▶ _Task description_: Set down the records again, keeping each line exactly as it is.

▶ _Data section_:
________________________________________
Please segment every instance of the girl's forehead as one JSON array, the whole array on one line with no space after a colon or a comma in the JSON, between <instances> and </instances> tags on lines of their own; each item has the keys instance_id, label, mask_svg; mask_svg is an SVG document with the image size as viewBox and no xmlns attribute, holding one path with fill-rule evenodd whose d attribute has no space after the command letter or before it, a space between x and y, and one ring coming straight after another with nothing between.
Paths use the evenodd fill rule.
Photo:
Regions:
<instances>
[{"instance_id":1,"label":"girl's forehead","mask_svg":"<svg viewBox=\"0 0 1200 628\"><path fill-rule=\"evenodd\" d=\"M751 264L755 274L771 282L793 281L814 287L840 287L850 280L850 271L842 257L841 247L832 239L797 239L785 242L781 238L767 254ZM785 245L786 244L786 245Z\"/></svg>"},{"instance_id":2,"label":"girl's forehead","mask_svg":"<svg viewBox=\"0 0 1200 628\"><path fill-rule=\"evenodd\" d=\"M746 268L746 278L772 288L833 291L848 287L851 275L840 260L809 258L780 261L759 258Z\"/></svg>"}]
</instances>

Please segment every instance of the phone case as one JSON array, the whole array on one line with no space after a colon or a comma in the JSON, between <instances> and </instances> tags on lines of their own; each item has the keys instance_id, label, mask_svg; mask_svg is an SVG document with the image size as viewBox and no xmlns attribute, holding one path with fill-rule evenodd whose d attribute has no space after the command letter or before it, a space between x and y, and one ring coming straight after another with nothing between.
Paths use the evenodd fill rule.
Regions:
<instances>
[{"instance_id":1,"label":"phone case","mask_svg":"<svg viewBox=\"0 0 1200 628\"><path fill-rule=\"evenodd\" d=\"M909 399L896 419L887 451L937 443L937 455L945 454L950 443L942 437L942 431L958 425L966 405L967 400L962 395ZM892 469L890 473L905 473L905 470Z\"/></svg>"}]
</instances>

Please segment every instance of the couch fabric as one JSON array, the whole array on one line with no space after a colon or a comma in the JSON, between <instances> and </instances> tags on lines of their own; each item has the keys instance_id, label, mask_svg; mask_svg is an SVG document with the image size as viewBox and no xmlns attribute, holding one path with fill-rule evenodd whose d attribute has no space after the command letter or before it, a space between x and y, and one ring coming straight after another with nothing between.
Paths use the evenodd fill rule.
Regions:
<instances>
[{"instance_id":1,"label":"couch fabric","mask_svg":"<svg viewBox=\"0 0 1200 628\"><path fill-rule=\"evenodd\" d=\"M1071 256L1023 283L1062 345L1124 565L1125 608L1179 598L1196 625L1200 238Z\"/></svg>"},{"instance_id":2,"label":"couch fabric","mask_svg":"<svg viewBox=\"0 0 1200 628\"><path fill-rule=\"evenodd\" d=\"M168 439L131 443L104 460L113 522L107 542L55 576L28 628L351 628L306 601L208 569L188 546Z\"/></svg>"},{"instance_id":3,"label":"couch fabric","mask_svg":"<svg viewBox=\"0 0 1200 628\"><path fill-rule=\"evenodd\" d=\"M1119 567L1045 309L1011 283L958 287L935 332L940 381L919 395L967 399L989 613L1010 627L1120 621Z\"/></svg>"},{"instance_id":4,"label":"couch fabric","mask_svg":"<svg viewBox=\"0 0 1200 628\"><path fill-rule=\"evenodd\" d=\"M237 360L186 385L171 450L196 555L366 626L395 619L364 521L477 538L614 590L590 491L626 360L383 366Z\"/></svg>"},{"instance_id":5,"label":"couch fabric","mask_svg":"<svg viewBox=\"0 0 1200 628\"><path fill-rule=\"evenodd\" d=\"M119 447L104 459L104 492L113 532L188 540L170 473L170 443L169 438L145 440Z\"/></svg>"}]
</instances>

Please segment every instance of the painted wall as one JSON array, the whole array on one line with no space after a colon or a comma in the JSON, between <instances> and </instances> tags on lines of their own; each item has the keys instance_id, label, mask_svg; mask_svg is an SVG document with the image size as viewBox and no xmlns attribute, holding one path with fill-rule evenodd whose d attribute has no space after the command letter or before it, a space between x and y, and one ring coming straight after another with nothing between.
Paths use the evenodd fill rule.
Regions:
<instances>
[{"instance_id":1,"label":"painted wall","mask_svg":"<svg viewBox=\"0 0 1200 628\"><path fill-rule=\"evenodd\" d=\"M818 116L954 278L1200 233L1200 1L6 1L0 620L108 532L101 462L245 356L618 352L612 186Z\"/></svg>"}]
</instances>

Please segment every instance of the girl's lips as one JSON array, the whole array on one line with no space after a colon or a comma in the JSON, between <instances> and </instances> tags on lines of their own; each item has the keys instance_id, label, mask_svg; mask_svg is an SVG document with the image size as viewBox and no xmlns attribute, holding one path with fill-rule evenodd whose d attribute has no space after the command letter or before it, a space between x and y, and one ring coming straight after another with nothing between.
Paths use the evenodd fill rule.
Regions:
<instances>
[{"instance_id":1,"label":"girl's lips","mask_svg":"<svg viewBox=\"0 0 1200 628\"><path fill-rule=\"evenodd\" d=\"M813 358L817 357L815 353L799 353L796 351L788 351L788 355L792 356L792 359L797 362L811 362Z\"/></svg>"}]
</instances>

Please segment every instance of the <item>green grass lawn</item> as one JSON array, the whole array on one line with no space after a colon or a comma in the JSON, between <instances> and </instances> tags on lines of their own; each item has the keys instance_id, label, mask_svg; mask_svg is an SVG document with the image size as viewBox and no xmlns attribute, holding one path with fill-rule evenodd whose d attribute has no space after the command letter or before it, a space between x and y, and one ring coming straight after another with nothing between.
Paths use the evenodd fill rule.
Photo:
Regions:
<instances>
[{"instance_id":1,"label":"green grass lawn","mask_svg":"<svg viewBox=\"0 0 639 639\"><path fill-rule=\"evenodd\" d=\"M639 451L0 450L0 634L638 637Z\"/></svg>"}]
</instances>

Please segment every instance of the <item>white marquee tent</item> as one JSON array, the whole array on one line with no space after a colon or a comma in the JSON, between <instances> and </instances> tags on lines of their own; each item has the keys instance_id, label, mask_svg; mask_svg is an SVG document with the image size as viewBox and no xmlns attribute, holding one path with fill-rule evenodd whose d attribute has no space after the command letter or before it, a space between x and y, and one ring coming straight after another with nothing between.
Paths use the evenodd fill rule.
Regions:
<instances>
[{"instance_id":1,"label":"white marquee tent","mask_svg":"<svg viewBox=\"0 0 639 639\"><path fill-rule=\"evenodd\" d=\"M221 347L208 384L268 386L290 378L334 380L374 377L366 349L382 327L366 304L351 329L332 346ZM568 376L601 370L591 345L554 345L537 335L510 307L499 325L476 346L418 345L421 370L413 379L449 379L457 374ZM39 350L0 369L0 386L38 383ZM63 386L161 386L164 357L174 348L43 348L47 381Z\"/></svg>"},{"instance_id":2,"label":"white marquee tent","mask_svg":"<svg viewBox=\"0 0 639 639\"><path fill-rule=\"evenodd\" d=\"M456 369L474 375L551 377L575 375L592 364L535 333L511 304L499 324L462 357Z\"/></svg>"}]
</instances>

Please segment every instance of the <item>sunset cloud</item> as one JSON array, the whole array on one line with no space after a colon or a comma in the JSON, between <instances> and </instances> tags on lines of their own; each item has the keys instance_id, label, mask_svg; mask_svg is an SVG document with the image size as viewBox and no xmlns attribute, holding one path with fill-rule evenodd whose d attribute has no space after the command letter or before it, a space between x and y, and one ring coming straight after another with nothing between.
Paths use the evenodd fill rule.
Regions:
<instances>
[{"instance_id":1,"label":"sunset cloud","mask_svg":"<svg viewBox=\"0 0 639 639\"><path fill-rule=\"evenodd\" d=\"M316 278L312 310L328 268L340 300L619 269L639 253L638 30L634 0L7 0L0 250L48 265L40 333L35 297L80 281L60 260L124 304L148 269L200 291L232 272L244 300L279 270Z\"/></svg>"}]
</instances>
________________________________________
▶ _Answer for this exercise_:
Please segment every instance of the girl's forehead as one JSON array, the whole array on one line with no space after a colon or a comma in the JSON, between <instances> and </instances> tags on lines of their own; each item has the keys instance_id, label, mask_svg; mask_svg is an SVG document with the image size as viewBox and no xmlns attribute, holding one path with fill-rule evenodd whose d attribute has no space after the command letter or before it, a space between x and y, and one ring coming straight after another with nothing between.
Paths use the evenodd fill rule.
Photo:
Regions:
<instances>
[{"instance_id":1,"label":"girl's forehead","mask_svg":"<svg viewBox=\"0 0 1200 628\"><path fill-rule=\"evenodd\" d=\"M751 264L755 274L771 282L793 281L814 287L840 287L850 280L850 271L842 257L841 247L832 239L797 239L785 242L781 238L767 254ZM785 245L786 244L786 245Z\"/></svg>"},{"instance_id":2,"label":"girl's forehead","mask_svg":"<svg viewBox=\"0 0 1200 628\"><path fill-rule=\"evenodd\" d=\"M746 268L746 278L772 288L833 291L848 287L851 275L840 260L809 258L780 261L759 258Z\"/></svg>"}]
</instances>

Please segment every instance of the phone case as one JSON array, the whole array on one line with no space after a colon or a comma in the JSON, between <instances> and </instances> tags on lines of their own; each item has the keys instance_id, label, mask_svg; mask_svg is an SVG document with the image size as viewBox and no xmlns attribute, holding one path with fill-rule evenodd whose d attribute has no space after the command letter or before it, a space between x and y, and one ring coming straight after another with nothing between.
Paths use the evenodd fill rule.
Regions:
<instances>
[{"instance_id":1,"label":"phone case","mask_svg":"<svg viewBox=\"0 0 1200 628\"><path fill-rule=\"evenodd\" d=\"M909 399L896 419L887 451L937 443L937 455L945 454L950 443L942 437L942 431L958 425L966 405L967 400L962 395ZM892 469L890 473L905 473L905 470Z\"/></svg>"}]
</instances>

Please segment every instance of the couch fabric as one JSON array, the whole array on one line with no space after a colon or a comma in the JSON, between <instances> and </instances> tags on lines of their own; each item has the keys instance_id, label, mask_svg; mask_svg is an SVG document with the image size as viewBox and no xmlns attribute, holding one path with fill-rule evenodd whose d attribute has no space after the command letter or before it, a space between x and y, and one ring coming straight after another with nothing between.
Paths use the evenodd fill rule.
Regions:
<instances>
[{"instance_id":1,"label":"couch fabric","mask_svg":"<svg viewBox=\"0 0 1200 628\"><path fill-rule=\"evenodd\" d=\"M1071 256L1023 283L1062 345L1124 565L1125 608L1179 598L1196 625L1200 238Z\"/></svg>"},{"instance_id":2,"label":"couch fabric","mask_svg":"<svg viewBox=\"0 0 1200 628\"><path fill-rule=\"evenodd\" d=\"M168 439L131 443L104 460L113 522L107 542L55 576L28 628L351 628L306 601L208 569L188 546Z\"/></svg>"},{"instance_id":3,"label":"couch fabric","mask_svg":"<svg viewBox=\"0 0 1200 628\"><path fill-rule=\"evenodd\" d=\"M1119 567L1045 309L1011 283L958 287L935 332L940 381L919 395L967 399L989 613L1010 627L1120 621Z\"/></svg>"},{"instance_id":4,"label":"couch fabric","mask_svg":"<svg viewBox=\"0 0 1200 628\"><path fill-rule=\"evenodd\" d=\"M237 360L186 385L171 450L196 555L366 626L395 619L364 521L477 538L614 590L590 491L626 360L383 366Z\"/></svg>"},{"instance_id":5,"label":"couch fabric","mask_svg":"<svg viewBox=\"0 0 1200 628\"><path fill-rule=\"evenodd\" d=\"M119 447L104 459L104 492L113 532L188 540L170 473L170 443L169 438L145 440Z\"/></svg>"}]
</instances>

Please segment every instance of the painted wall as one JSON array, the whole array on one line with no space after a colon or a comma in the JSON, between <instances> and </instances> tags on lines of their own; each item has the keys instance_id, label, mask_svg; mask_svg is an SVG document with the image size as viewBox and no xmlns attribute, holding one path with fill-rule evenodd whose d attribute has no space after the command letter or before it, a space between x and y, and one ring coming straight after another with nothing between.
Paths use the evenodd fill rule.
Regions:
<instances>
[{"instance_id":1,"label":"painted wall","mask_svg":"<svg viewBox=\"0 0 1200 628\"><path fill-rule=\"evenodd\" d=\"M818 116L954 278L1200 233L1200 1L6 1L0 620L108 532L101 462L245 356L618 352L612 186Z\"/></svg>"}]
</instances>

Please segment every instance of the girl's lips as one JSON array, the whole array on one line with no space after a colon or a comma in the JSON, between <instances> and </instances> tags on lines of their own; each item has the keys instance_id, label, mask_svg; mask_svg is an SVG document with the image size as viewBox and no xmlns attribute, holding one path with fill-rule evenodd whose d attribute has no space after the command letter or before it, a space between x and y, and one ring coming straight after another with nothing between.
Paths use the evenodd fill rule.
Regions:
<instances>
[{"instance_id":1,"label":"girl's lips","mask_svg":"<svg viewBox=\"0 0 1200 628\"><path fill-rule=\"evenodd\" d=\"M813 358L817 357L815 353L799 353L796 351L788 351L788 355L792 356L792 359L797 362L811 362Z\"/></svg>"}]
</instances>

Please segment every instance of the <item>green grass lawn</item> as one JSON array, the whole array on one line with no space after a colon or a comma in the JSON, between <instances> and </instances> tags on lines of their own; each item has the keys instance_id, label, mask_svg; mask_svg is an SVG document with the image size as viewBox and no xmlns attribute, holding one path with fill-rule evenodd whose d attribute has no space after the command letter or before it, a space between x and y, and one ring coming straight after another with nothing between.
Paths use the evenodd fill rule.
Photo:
Regions:
<instances>
[{"instance_id":1,"label":"green grass lawn","mask_svg":"<svg viewBox=\"0 0 639 639\"><path fill-rule=\"evenodd\" d=\"M639 451L0 450L0 634L638 637Z\"/></svg>"}]
</instances>

Please segment every instance of the <item>white marquee tent</item> as one JSON array, the whole array on one line with no space after a colon or a comma in the JSON, between <instances> and </instances> tags on lines of their own; each item has the keys instance_id, label, mask_svg; mask_svg is an SVG document with the image size as viewBox and no xmlns attribute, holding one path with fill-rule evenodd whose d attribute has no space after the command letter or before it, a space between x and y, and one ring coming straight after another with nothing between.
Paths use the evenodd fill rule.
Regions:
<instances>
[{"instance_id":1,"label":"white marquee tent","mask_svg":"<svg viewBox=\"0 0 639 639\"><path fill-rule=\"evenodd\" d=\"M221 347L208 384L268 386L290 378L334 380L374 377L366 349L382 327L366 304L351 329L332 346ZM568 376L601 370L591 345L554 345L537 335L510 307L499 325L476 346L418 345L421 370L413 379L449 379L457 374ZM39 350L0 369L0 386L38 383ZM63 386L161 386L164 357L174 348L43 348L47 381Z\"/></svg>"},{"instance_id":2,"label":"white marquee tent","mask_svg":"<svg viewBox=\"0 0 639 639\"><path fill-rule=\"evenodd\" d=\"M456 369L474 375L551 377L575 375L592 364L535 333L511 304L499 324L462 357Z\"/></svg>"}]
</instances>

Please segment every instance of the <item>sunset cloud</item> as one JSON array, the whole array on one line with no space after a colon or a comma in the JSON, between <instances> and </instances> tags on lines of their own; each item has the keys instance_id, label, mask_svg; mask_svg is an SVG document with the image size as viewBox and no xmlns attribute, holding one path with fill-rule evenodd whose d attribute has no space after the command letter or before it, a space between x and y, and one ring coming straight after another with nothing between.
Paths use the evenodd fill rule.
Regions:
<instances>
[{"instance_id":1,"label":"sunset cloud","mask_svg":"<svg viewBox=\"0 0 639 639\"><path fill-rule=\"evenodd\" d=\"M316 278L312 310L328 268L340 300L619 269L639 253L638 30L634 0L7 0L0 250L48 265L40 333L35 297L80 281L60 260L124 304L148 269L200 291L232 272L244 300L279 270Z\"/></svg>"}]
</instances>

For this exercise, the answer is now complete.